Source material Start Marker

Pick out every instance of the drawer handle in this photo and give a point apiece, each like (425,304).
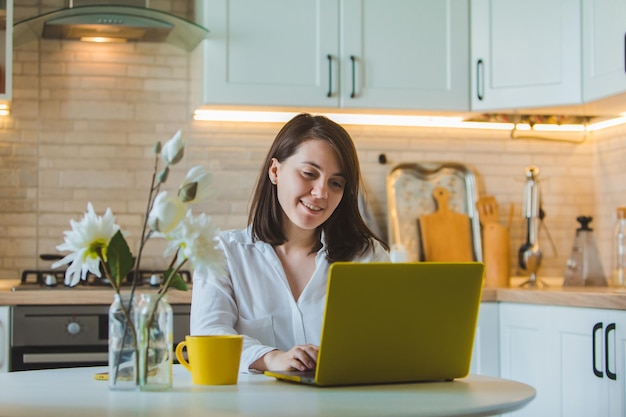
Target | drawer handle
(610,328)
(596,327)
(330,75)
(353,60)
(480,76)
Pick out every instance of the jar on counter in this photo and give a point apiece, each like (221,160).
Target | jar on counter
(618,261)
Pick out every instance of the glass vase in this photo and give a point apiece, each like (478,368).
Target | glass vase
(123,357)
(155,331)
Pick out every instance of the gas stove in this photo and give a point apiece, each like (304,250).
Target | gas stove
(36,279)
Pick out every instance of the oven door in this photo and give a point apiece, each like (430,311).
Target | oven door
(45,337)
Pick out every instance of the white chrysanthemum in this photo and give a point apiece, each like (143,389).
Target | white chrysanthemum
(195,239)
(166,213)
(173,150)
(86,239)
(197,186)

Source material End Marker

* Action item: Your answer should consist only of the lines from the one with "Pick out every instance of the oven" through the end of the data above, reproduced exactly.

* Response area:
Pick out every instance of the oven door in this photo and give a point apiece, each like (430,311).
Target | oven door
(45,337)
Pick out every instance of the white chrysanthemum in this photo and give a point apiece, each like (143,389).
Target | white chrysanthemum
(195,239)
(166,213)
(173,150)
(86,239)
(197,186)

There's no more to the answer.